**PROMPT**
Recast the stored data, starting at the line that contains "Your annotation target is moss-covered" and ending at the line that contains "205 0 214 80", as a JSON list of strings with one string per line and blank lines left out.

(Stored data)
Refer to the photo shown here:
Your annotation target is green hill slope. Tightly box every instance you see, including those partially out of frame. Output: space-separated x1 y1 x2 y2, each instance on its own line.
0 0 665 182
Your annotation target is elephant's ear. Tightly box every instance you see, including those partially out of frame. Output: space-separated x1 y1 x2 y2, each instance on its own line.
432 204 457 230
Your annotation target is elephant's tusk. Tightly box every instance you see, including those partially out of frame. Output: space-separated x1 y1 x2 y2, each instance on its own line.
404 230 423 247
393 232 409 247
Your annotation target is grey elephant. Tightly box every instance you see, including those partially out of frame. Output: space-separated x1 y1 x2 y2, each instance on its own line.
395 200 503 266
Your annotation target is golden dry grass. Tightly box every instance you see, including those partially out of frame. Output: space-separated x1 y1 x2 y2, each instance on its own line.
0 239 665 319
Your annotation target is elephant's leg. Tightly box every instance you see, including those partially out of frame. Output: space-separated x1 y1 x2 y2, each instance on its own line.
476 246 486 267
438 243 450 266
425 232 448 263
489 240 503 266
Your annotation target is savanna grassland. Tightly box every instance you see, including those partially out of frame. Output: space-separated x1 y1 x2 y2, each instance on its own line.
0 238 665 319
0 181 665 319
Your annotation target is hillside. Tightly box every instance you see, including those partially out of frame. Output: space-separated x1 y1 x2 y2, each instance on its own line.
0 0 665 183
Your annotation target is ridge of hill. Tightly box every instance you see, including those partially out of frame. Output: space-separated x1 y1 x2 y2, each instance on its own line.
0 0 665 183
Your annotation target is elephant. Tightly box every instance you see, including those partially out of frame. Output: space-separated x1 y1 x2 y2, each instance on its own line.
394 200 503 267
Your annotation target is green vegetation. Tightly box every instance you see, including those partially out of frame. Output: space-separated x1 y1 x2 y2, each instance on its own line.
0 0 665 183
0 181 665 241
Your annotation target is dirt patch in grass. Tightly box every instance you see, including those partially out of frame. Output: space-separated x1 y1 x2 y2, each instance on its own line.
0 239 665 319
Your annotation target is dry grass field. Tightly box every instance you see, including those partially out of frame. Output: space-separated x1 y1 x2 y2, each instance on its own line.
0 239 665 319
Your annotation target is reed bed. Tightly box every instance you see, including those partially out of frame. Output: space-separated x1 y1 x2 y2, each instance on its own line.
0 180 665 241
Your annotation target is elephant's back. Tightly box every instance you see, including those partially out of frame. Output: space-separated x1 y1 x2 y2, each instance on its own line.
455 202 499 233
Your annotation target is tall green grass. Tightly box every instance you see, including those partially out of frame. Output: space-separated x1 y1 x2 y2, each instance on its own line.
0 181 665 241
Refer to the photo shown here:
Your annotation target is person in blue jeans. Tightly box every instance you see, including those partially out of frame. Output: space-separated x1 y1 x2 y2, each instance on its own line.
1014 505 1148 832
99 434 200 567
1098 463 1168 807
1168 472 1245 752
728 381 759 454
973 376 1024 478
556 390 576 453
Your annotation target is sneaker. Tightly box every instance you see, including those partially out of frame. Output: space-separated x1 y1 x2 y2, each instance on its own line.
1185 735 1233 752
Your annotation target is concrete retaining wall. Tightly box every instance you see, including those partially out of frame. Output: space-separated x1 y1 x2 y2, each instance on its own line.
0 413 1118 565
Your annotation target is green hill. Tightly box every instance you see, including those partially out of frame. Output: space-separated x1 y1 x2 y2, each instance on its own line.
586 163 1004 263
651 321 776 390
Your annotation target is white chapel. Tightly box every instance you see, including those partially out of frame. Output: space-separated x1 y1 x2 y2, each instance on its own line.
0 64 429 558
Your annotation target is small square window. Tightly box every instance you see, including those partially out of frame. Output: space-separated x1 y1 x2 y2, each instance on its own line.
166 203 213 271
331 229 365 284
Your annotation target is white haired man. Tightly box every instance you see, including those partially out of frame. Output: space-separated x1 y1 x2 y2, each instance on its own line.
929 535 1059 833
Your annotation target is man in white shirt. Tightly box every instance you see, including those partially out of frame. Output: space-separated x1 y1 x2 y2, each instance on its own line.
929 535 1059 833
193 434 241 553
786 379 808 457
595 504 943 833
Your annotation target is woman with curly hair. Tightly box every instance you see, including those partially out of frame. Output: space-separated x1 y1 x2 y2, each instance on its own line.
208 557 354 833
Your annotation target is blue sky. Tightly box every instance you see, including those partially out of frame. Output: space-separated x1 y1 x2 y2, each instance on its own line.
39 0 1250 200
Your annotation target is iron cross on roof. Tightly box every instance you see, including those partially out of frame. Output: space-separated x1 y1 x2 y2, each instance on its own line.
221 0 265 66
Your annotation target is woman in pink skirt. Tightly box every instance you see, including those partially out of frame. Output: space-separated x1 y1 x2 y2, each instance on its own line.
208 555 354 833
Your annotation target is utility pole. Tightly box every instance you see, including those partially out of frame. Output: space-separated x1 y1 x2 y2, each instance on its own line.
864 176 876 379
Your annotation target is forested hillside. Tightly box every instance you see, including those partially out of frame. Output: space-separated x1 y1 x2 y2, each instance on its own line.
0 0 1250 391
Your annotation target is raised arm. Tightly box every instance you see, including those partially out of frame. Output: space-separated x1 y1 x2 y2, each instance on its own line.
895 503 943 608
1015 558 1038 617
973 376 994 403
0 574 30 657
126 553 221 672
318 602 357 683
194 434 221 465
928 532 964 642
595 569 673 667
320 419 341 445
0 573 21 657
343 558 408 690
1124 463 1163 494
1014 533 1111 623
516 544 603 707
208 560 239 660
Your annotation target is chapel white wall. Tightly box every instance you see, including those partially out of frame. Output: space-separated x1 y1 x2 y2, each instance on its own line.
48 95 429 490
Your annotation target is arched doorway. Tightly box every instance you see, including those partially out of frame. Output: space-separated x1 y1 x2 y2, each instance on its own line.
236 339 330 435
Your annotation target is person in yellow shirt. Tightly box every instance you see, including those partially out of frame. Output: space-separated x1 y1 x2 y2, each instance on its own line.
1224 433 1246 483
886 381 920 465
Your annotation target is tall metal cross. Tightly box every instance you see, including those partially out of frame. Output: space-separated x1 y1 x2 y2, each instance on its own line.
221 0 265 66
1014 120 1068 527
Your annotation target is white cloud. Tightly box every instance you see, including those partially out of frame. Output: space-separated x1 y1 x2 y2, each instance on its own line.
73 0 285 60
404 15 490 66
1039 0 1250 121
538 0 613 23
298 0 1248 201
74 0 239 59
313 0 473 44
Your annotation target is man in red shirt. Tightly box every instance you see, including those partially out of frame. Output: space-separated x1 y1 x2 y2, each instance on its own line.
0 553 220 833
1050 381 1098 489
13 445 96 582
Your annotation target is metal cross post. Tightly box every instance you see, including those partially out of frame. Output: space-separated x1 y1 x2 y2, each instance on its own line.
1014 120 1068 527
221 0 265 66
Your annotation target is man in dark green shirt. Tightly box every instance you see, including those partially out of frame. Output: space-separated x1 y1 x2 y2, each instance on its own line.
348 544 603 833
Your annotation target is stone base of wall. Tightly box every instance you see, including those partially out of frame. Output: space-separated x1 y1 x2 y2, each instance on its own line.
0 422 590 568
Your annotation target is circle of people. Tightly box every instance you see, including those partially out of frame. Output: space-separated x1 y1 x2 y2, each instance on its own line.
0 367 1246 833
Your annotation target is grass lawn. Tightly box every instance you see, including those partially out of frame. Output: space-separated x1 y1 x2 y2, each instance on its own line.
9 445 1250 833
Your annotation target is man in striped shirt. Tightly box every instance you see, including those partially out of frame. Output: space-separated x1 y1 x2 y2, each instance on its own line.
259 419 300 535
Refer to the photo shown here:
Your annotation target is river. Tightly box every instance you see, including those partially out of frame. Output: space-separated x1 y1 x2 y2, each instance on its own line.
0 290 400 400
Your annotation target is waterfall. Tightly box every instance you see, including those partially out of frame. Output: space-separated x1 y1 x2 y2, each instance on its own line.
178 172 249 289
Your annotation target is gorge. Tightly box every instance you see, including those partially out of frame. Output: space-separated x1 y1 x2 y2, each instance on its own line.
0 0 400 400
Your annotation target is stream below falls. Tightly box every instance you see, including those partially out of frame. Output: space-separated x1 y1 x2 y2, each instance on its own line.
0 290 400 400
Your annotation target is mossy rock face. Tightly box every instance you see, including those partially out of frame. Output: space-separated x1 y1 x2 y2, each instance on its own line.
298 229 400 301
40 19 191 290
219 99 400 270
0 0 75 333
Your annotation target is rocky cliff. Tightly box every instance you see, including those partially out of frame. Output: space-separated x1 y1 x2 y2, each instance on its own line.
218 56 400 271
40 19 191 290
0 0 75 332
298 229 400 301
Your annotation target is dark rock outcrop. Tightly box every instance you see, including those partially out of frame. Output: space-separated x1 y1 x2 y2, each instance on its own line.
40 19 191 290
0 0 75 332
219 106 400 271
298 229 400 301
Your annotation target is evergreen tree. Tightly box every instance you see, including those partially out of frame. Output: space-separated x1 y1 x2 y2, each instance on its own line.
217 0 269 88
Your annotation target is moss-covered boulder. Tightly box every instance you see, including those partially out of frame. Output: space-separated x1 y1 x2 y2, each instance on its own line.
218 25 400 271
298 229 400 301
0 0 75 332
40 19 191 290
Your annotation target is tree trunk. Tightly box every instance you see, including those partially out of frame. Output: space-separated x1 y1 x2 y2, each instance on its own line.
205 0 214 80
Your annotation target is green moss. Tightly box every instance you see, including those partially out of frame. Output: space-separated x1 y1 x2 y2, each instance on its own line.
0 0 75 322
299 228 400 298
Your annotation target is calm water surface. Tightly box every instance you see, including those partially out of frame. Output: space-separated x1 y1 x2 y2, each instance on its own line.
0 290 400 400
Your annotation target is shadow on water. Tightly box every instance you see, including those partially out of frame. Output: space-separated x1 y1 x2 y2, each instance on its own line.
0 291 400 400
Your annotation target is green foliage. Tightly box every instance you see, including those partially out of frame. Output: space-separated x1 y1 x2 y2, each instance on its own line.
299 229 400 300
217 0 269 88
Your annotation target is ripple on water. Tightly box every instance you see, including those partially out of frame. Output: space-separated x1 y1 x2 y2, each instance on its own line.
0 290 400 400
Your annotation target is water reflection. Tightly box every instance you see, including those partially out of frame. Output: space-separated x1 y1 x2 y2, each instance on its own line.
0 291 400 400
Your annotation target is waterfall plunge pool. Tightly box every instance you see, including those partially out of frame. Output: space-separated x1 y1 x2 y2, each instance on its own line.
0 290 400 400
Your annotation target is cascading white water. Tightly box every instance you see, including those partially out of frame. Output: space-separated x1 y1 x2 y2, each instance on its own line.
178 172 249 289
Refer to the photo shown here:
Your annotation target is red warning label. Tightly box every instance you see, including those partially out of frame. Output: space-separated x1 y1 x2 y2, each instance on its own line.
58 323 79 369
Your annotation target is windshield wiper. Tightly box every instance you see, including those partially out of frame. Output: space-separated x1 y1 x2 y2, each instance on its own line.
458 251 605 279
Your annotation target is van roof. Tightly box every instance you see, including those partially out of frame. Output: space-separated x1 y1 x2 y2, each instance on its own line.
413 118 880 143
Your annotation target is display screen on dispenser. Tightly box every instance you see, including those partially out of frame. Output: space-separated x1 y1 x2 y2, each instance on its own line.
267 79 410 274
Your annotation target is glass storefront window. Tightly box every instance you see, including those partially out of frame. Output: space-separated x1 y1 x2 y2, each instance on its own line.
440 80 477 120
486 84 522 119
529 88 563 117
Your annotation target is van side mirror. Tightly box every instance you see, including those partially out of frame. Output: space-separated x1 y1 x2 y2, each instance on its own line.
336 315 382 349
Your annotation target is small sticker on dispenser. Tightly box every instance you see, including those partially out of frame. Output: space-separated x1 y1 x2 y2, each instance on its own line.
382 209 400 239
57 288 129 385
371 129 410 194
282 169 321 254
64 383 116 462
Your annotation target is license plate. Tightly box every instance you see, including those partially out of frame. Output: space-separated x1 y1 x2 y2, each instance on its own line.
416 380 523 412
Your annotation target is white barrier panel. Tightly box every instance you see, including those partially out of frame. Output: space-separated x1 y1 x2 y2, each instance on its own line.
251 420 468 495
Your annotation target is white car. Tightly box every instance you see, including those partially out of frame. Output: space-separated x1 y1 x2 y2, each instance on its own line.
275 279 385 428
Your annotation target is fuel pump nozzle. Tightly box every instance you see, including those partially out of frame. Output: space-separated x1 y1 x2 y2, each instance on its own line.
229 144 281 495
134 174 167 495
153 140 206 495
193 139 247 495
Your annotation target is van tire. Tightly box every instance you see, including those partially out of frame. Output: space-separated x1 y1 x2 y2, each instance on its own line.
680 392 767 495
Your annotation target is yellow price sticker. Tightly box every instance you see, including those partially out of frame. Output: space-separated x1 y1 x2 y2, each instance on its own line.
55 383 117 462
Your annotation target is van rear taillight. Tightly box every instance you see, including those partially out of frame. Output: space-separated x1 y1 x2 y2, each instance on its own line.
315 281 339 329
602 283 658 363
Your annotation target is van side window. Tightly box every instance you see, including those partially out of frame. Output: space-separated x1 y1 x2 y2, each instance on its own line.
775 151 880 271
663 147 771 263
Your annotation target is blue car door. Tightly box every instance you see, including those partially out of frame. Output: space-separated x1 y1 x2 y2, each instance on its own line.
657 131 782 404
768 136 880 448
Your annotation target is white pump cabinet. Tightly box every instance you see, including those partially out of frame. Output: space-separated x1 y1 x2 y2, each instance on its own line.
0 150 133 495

**OUTPUT**
[
  "Your annotation target is moss-covered boulder. Tightly box every instance you see, including those partially out of frame. Output: space-separated x1 y1 x2 y2, each instance on its own line.",
  "218 25 400 271",
  "298 229 400 301",
  "0 0 75 332",
  "40 19 191 290",
  "Your annotation target is tree trunk. Tightly box every instance you see, including those partially out of frame. Output: space-separated x1 y1 x2 y2, each instance on its own line.",
  "205 0 214 80"
]